Records from a pointing dataset
○ ○ ○ ○ ○

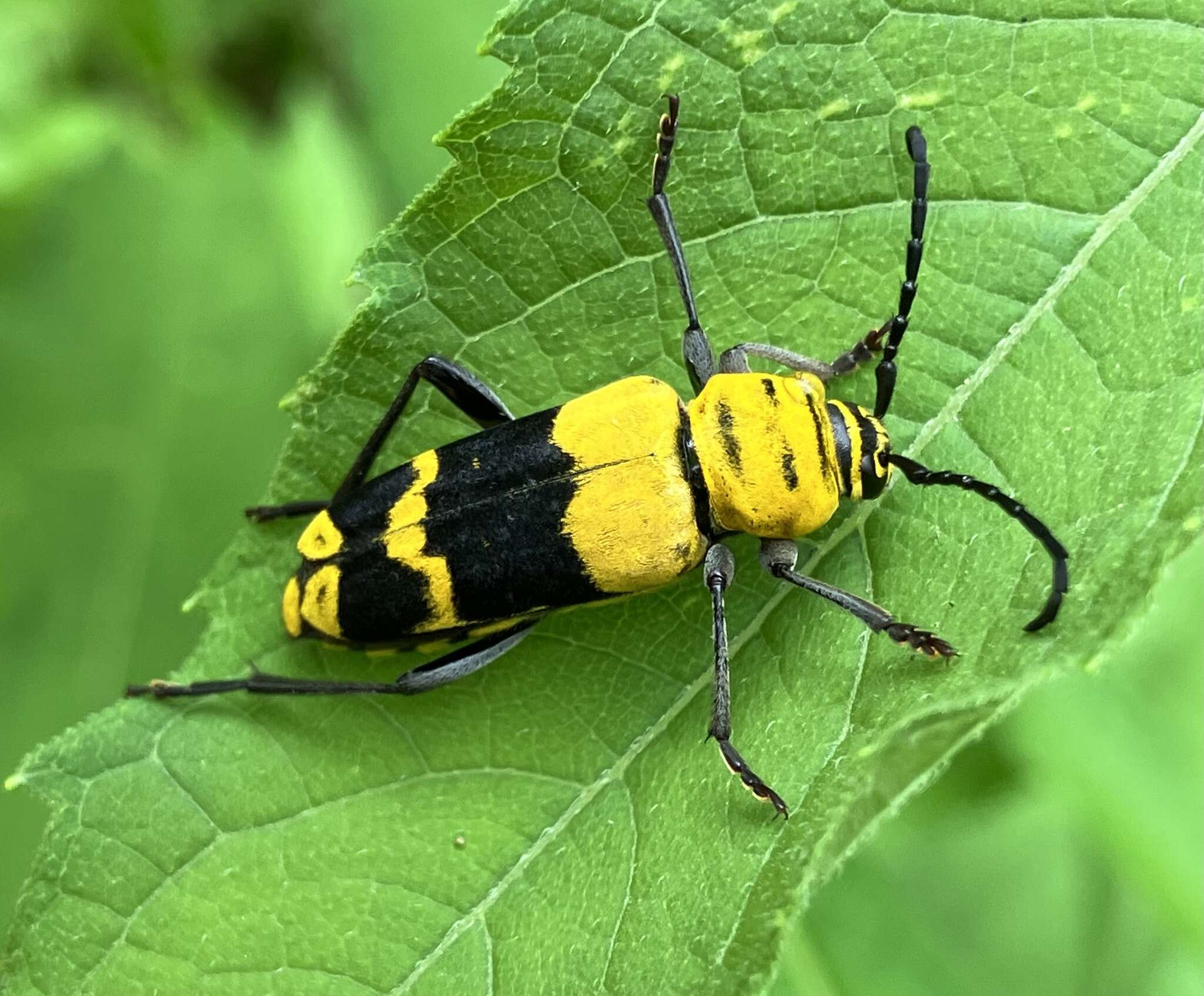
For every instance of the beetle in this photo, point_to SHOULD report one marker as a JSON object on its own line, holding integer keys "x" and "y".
{"x": 617, "y": 492}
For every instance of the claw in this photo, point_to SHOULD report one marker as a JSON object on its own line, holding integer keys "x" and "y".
{"x": 922, "y": 641}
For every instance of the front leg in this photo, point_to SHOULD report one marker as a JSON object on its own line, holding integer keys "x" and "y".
{"x": 735, "y": 360}
{"x": 778, "y": 557}
{"x": 718, "y": 571}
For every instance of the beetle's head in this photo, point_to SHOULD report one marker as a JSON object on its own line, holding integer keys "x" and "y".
{"x": 862, "y": 447}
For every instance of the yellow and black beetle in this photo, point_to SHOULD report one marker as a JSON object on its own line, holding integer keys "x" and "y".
{"x": 617, "y": 492}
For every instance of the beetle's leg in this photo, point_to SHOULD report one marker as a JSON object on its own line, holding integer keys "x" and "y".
{"x": 263, "y": 513}
{"x": 780, "y": 557}
{"x": 700, "y": 362}
{"x": 918, "y": 474}
{"x": 735, "y": 360}
{"x": 463, "y": 661}
{"x": 460, "y": 386}
{"x": 894, "y": 330}
{"x": 437, "y": 673}
{"x": 718, "y": 571}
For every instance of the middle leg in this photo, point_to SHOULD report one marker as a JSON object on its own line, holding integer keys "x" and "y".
{"x": 456, "y": 382}
{"x": 718, "y": 571}
{"x": 700, "y": 360}
{"x": 778, "y": 557}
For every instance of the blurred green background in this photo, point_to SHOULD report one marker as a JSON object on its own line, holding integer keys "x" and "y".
{"x": 182, "y": 193}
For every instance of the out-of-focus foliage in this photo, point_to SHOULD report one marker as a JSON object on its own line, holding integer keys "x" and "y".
{"x": 173, "y": 264}
{"x": 1062, "y": 854}
{"x": 172, "y": 257}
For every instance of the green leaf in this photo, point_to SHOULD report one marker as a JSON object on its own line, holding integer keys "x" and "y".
{"x": 553, "y": 823}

○ ○ ○ ○ ○

[What the task requires]: Reproduce every line of the records above word for word, leaving out the pictures.

[Solution for this task]:
For every instance of the beetle in this photo, point_to SHOULD report one marker as a JSON object on its own line, holding integer keys "x" and "y".
{"x": 617, "y": 492}
For every instance of the claw in this photo, point_to SHOULD report one marker as a JSON object on its own line, holding integer keys "x" and "y".
{"x": 922, "y": 641}
For every instance of the front leg in this photo, point_to SHOULD report one marker as a JSON object on its own line, holding integer keys "x" and "y".
{"x": 735, "y": 360}
{"x": 778, "y": 557}
{"x": 718, "y": 571}
For every instance of the beetle's head in this photo, point_to SHOULD report one marker as a JSON object on its own line, holding integer keys "x" and "y".
{"x": 862, "y": 447}
For every instance of the yellow and black beetle in this photo, point_to SHOULD report one marker as a JSON object on its own line, holding integer keys "x" and "y".
{"x": 617, "y": 492}
For every instance of the beetle's leg in this photo, point_to SHOULD report one marker as a JSON object on its own line, holding integer keys "x" and "y".
{"x": 263, "y": 513}
{"x": 780, "y": 557}
{"x": 700, "y": 362}
{"x": 918, "y": 474}
{"x": 735, "y": 360}
{"x": 463, "y": 661}
{"x": 460, "y": 386}
{"x": 894, "y": 330}
{"x": 437, "y": 673}
{"x": 718, "y": 571}
For every instance of the middle leg in this photo, point_to SHOULD report one marker as a JSON object on its own line, holding integer keys "x" and "y".
{"x": 456, "y": 382}
{"x": 718, "y": 571}
{"x": 700, "y": 360}
{"x": 778, "y": 557}
For every instance of the blurred green background in this photo, point_to SHOULD report one marker as a JSON object on its own line, holding integer keys "x" and "y".
{"x": 182, "y": 193}
For every instance of the out-of-focus foliage in this photo, point_to SHOULD report one marker as a JSON object on its own line, holding integer keys "x" and "y".
{"x": 173, "y": 264}
{"x": 1062, "y": 854}
{"x": 172, "y": 257}
For every instance of the green leaf in this photo, point_to SHOULD report one marker as a JSON object on its own line, holding integer keys "x" and "y".
{"x": 553, "y": 823}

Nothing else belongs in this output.